Description of the task: Pull out every line from the listing that has the word "green".

Given data:
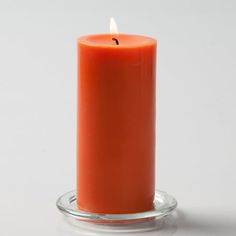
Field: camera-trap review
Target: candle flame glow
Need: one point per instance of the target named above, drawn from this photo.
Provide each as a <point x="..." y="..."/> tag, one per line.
<point x="113" y="26"/>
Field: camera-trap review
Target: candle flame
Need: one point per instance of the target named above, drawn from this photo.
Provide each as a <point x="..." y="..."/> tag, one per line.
<point x="113" y="26"/>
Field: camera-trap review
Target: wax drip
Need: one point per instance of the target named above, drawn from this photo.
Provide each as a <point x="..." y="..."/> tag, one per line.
<point x="116" y="40"/>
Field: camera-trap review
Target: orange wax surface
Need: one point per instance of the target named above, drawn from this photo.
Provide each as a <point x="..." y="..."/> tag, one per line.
<point x="116" y="123"/>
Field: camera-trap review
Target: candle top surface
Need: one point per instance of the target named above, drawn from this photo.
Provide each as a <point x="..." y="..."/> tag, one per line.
<point x="116" y="41"/>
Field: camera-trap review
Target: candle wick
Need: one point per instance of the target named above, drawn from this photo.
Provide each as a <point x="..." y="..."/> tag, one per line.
<point x="116" y="40"/>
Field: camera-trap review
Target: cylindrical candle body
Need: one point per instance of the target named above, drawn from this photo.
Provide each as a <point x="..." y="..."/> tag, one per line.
<point x="116" y="124"/>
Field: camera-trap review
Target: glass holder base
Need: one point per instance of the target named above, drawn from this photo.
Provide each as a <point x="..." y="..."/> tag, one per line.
<point x="164" y="204"/>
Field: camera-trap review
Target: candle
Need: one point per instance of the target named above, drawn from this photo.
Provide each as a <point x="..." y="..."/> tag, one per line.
<point x="116" y="123"/>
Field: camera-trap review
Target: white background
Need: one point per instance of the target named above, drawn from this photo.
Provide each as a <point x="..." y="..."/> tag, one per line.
<point x="195" y="108"/>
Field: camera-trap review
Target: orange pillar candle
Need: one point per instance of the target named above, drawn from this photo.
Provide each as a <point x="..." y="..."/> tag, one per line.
<point x="116" y="123"/>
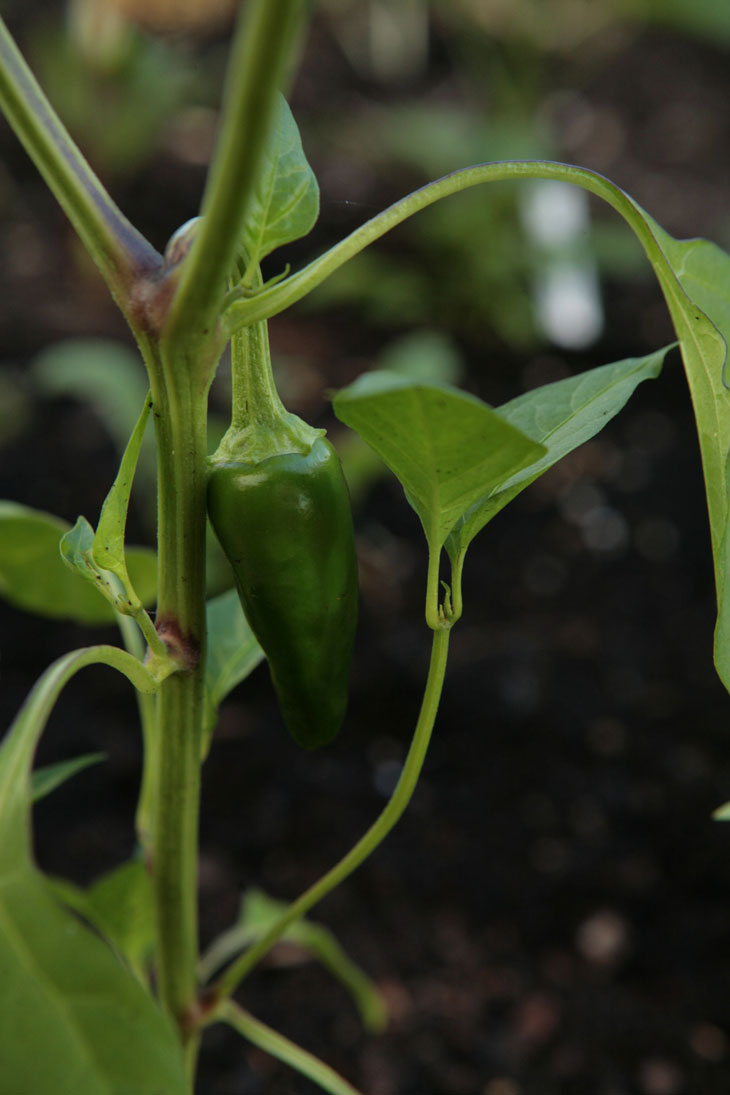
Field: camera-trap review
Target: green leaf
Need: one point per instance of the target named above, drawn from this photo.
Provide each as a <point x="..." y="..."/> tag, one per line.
<point x="445" y="447"/>
<point x="284" y="1049"/>
<point x="702" y="319"/>
<point x="74" y="1019"/>
<point x="47" y="779"/>
<point x="108" y="545"/>
<point x="233" y="652"/>
<point x="120" y="905"/>
<point x="34" y="578"/>
<point x="286" y="200"/>
<point x="258" y="912"/>
<point x="560" y="416"/>
<point x="77" y="548"/>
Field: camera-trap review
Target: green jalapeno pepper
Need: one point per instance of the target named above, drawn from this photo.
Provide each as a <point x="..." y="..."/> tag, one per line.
<point x="280" y="508"/>
<point x="286" y="527"/>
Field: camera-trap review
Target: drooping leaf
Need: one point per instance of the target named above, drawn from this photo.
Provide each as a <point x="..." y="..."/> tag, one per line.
<point x="77" y="548"/>
<point x="702" y="320"/>
<point x="47" y="779"/>
<point x="74" y="1019"/>
<point x="286" y="203"/>
<point x="120" y="905"/>
<point x="108" y="545"/>
<point x="258" y="912"/>
<point x="560" y="416"/>
<point x="233" y="652"/>
<point x="445" y="447"/>
<point x="34" y="578"/>
<point x="285" y="1050"/>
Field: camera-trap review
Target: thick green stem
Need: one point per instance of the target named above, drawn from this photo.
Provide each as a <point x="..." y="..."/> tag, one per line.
<point x="120" y="252"/>
<point x="228" y="982"/>
<point x="180" y="416"/>
<point x="261" y="50"/>
<point x="285" y="1050"/>
<point x="261" y="425"/>
<point x="254" y="398"/>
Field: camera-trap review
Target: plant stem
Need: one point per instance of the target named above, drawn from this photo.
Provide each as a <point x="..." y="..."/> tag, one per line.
<point x="232" y="977"/>
<point x="261" y="50"/>
<point x="180" y="416"/>
<point x="119" y="251"/>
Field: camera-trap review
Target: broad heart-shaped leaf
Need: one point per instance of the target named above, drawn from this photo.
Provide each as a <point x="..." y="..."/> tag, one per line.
<point x="560" y="416"/>
<point x="233" y="652"/>
<point x="286" y="203"/>
<point x="73" y="1018"/>
<point x="702" y="320"/>
<point x="445" y="447"/>
<point x="34" y="578"/>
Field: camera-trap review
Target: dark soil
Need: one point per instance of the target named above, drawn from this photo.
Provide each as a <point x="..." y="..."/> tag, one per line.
<point x="551" y="917"/>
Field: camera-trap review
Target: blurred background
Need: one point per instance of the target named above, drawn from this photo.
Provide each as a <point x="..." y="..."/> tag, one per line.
<point x="552" y="913"/>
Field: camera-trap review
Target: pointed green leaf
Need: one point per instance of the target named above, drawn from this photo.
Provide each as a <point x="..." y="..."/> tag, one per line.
<point x="120" y="905"/>
<point x="560" y="416"/>
<point x="71" y="1012"/>
<point x="108" y="545"/>
<point x="106" y="375"/>
<point x="233" y="652"/>
<point x="47" y="779"/>
<point x="702" y="320"/>
<point x="286" y="202"/>
<point x="445" y="447"/>
<point x="34" y="578"/>
<point x="258" y="912"/>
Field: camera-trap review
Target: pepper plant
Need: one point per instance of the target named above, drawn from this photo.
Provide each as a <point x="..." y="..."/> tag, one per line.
<point x="118" y="1000"/>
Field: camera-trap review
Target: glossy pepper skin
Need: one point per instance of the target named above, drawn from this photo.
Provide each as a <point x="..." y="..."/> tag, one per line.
<point x="286" y="527"/>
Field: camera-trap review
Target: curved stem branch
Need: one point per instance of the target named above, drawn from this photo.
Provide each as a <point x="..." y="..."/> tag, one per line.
<point x="285" y="1050"/>
<point x="276" y="299"/>
<point x="232" y="977"/>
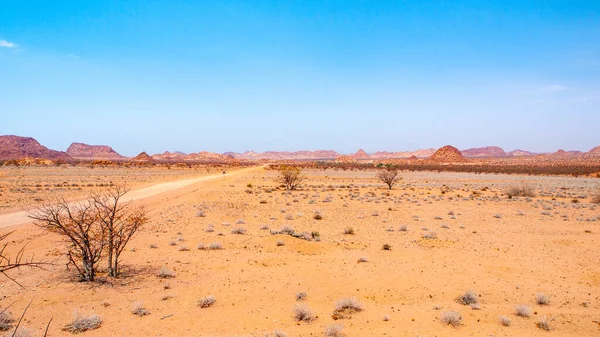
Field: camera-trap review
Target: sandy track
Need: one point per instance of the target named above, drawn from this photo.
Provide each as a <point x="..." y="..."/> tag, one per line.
<point x="18" y="218"/>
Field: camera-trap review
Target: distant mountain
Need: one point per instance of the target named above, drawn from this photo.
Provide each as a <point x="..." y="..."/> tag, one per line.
<point x="447" y="154"/>
<point x="85" y="151"/>
<point x="407" y="154"/>
<point x="281" y="155"/>
<point x="360" y="154"/>
<point x="16" y="147"/>
<point x="484" y="152"/>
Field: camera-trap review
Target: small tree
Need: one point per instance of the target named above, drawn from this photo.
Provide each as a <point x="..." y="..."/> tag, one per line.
<point x="120" y="223"/>
<point x="78" y="222"/>
<point x="389" y="177"/>
<point x="290" y="176"/>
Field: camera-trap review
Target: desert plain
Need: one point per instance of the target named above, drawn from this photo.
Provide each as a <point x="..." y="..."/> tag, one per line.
<point x="446" y="235"/>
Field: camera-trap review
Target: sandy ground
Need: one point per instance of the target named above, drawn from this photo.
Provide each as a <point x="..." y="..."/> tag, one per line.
<point x="504" y="250"/>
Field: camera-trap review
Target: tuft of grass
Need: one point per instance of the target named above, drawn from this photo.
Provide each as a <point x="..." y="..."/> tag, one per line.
<point x="138" y="309"/>
<point x="542" y="299"/>
<point x="165" y="272"/>
<point x="543" y="324"/>
<point x="82" y="323"/>
<point x="335" y="330"/>
<point x="301" y="296"/>
<point x="522" y="310"/>
<point x="302" y="313"/>
<point x="504" y="321"/>
<point x="468" y="298"/>
<point x="451" y="318"/>
<point x="207" y="301"/>
<point x="6" y="321"/>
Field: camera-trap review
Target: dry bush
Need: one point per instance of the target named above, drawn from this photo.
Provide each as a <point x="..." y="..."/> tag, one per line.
<point x="451" y="318"/>
<point x="520" y="191"/>
<point x="468" y="298"/>
<point x="290" y="176"/>
<point x="522" y="310"/>
<point x="138" y="309"/>
<point x="302" y="313"/>
<point x="542" y="299"/>
<point x="543" y="324"/>
<point x="207" y="301"/>
<point x="83" y="323"/>
<point x="389" y="177"/>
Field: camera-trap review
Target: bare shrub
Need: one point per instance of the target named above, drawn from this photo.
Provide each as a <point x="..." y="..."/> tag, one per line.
<point x="542" y="299"/>
<point x="165" y="272"/>
<point x="290" y="176"/>
<point x="468" y="298"/>
<point x="522" y="310"/>
<point x="6" y="320"/>
<point x="451" y="318"/>
<point x="543" y="324"/>
<point x="82" y="323"/>
<point x="207" y="301"/>
<point x="389" y="177"/>
<point x="520" y="191"/>
<point x="301" y="296"/>
<point x="138" y="309"/>
<point x="302" y="313"/>
<point x="335" y="330"/>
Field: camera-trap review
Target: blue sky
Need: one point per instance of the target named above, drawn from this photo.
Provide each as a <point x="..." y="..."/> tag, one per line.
<point x="290" y="75"/>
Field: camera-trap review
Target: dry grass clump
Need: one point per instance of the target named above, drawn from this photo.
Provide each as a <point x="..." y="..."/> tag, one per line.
<point x="165" y="272"/>
<point x="468" y="298"/>
<point x="543" y="324"/>
<point x="520" y="191"/>
<point x="522" y="310"/>
<point x="302" y="313"/>
<point x="207" y="301"/>
<point x="6" y="321"/>
<point x="542" y="299"/>
<point x="83" y="323"/>
<point x="346" y="306"/>
<point x="451" y="318"/>
<point x="138" y="309"/>
<point x="335" y="330"/>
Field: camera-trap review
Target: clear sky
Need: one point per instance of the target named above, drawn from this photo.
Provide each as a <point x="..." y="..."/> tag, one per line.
<point x="290" y="75"/>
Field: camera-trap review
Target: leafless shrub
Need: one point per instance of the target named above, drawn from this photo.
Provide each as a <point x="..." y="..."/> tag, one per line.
<point x="302" y="313"/>
<point x="451" y="318"/>
<point x="542" y="299"/>
<point x="207" y="301"/>
<point x="335" y="330"/>
<point x="504" y="321"/>
<point x="137" y="308"/>
<point x="520" y="191"/>
<point x="301" y="296"/>
<point x="82" y="323"/>
<point x="165" y="272"/>
<point x="522" y="310"/>
<point x="290" y="176"/>
<point x="468" y="298"/>
<point x="389" y="177"/>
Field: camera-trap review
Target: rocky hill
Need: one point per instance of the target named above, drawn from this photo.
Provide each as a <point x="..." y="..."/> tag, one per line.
<point x="85" y="151"/>
<point x="447" y="154"/>
<point x="16" y="147"/>
<point x="484" y="152"/>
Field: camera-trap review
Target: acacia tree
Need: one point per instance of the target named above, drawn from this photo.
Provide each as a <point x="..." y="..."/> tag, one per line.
<point x="290" y="176"/>
<point x="120" y="222"/>
<point x="78" y="222"/>
<point x="389" y="177"/>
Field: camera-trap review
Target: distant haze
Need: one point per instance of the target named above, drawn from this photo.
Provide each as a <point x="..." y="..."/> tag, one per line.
<point x="286" y="76"/>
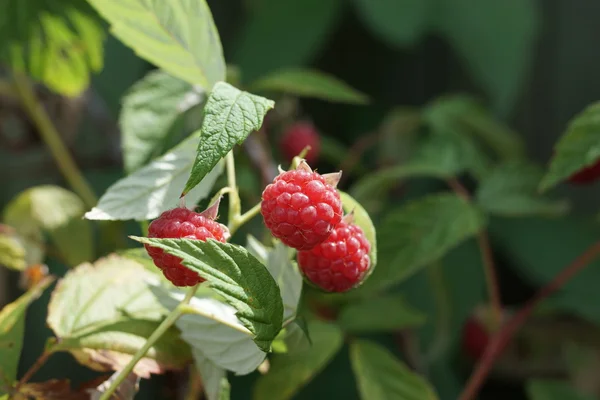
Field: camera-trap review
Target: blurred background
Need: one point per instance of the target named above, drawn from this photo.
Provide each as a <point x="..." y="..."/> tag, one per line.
<point x="532" y="64"/>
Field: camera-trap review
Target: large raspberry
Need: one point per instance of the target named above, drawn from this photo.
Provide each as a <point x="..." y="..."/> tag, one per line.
<point x="301" y="207"/>
<point x="183" y="223"/>
<point x="586" y="175"/>
<point x="297" y="137"/>
<point x="341" y="262"/>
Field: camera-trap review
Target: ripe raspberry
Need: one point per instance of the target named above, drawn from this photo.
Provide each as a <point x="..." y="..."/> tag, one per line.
<point x="301" y="207"/>
<point x="586" y="175"/>
<point x="183" y="223"/>
<point x="341" y="262"/>
<point x="297" y="137"/>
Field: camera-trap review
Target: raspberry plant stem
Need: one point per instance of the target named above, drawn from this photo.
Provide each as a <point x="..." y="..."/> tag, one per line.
<point x="489" y="267"/>
<point x="162" y="328"/>
<point x="51" y="137"/>
<point x="503" y="336"/>
<point x="234" y="196"/>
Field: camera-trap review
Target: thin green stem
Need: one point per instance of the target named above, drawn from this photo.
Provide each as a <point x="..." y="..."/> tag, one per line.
<point x="52" y="138"/>
<point x="235" y="206"/>
<point x="141" y="353"/>
<point x="242" y="219"/>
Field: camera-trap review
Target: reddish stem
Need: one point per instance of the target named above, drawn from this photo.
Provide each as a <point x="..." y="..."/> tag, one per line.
<point x="502" y="337"/>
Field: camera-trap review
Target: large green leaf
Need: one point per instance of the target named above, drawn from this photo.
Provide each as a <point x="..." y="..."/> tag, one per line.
<point x="419" y="233"/>
<point x="309" y="83"/>
<point x="381" y="376"/>
<point x="179" y="36"/>
<point x="276" y="35"/>
<point x="12" y="250"/>
<point x="362" y="219"/>
<point x="290" y="372"/>
<point x="366" y="316"/>
<point x="399" y="22"/>
<point x="496" y="53"/>
<point x="150" y="109"/>
<point x="56" y="211"/>
<point x="59" y="44"/>
<point x="236" y="275"/>
<point x="511" y="190"/>
<point x="214" y="332"/>
<point x="577" y="149"/>
<point x="103" y="313"/>
<point x="155" y="188"/>
<point x="545" y="389"/>
<point x="286" y="274"/>
<point x="12" y="327"/>
<point x="230" y="115"/>
<point x="471" y="118"/>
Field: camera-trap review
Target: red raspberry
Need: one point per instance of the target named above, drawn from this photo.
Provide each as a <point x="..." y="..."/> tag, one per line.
<point x="301" y="207"/>
<point x="586" y="175"/>
<point x="183" y="223"/>
<point x="341" y="262"/>
<point x="297" y="137"/>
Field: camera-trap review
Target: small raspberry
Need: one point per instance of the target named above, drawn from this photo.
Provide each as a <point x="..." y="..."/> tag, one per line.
<point x="341" y="262"/>
<point x="183" y="223"/>
<point x="297" y="137"/>
<point x="586" y="175"/>
<point x="302" y="207"/>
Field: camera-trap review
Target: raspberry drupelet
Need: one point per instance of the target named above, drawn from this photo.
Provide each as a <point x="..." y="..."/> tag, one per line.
<point x="341" y="262"/>
<point x="302" y="207"/>
<point x="182" y="223"/>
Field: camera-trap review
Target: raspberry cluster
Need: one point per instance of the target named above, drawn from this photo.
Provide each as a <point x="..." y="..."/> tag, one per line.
<point x="303" y="209"/>
<point x="182" y="223"/>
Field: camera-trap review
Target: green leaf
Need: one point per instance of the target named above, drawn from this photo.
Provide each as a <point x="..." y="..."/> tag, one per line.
<point x="288" y="278"/>
<point x="230" y="115"/>
<point x="309" y="83"/>
<point x="290" y="372"/>
<point x="496" y="53"/>
<point x="12" y="250"/>
<point x="104" y="312"/>
<point x="150" y="109"/>
<point x="275" y="36"/>
<point x="12" y="327"/>
<point x="362" y="219"/>
<point x="546" y="389"/>
<point x="469" y="117"/>
<point x="366" y="316"/>
<point x="237" y="276"/>
<point x="511" y="190"/>
<point x="376" y="184"/>
<point x="400" y="23"/>
<point x="381" y="376"/>
<point x="214" y="332"/>
<point x="578" y="148"/>
<point x="155" y="188"/>
<point x="419" y="233"/>
<point x="56" y="211"/>
<point x="59" y="45"/>
<point x="178" y="36"/>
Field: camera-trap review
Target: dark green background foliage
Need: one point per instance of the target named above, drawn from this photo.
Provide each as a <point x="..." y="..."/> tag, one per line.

Reply:
Target: green leaf
Target: green jalapeno pepper
Target: thick green stem
Target: pointed green leaf
Target: thin green stem
Target: large green leaf
Target: green leaf
Target: dark green background foliage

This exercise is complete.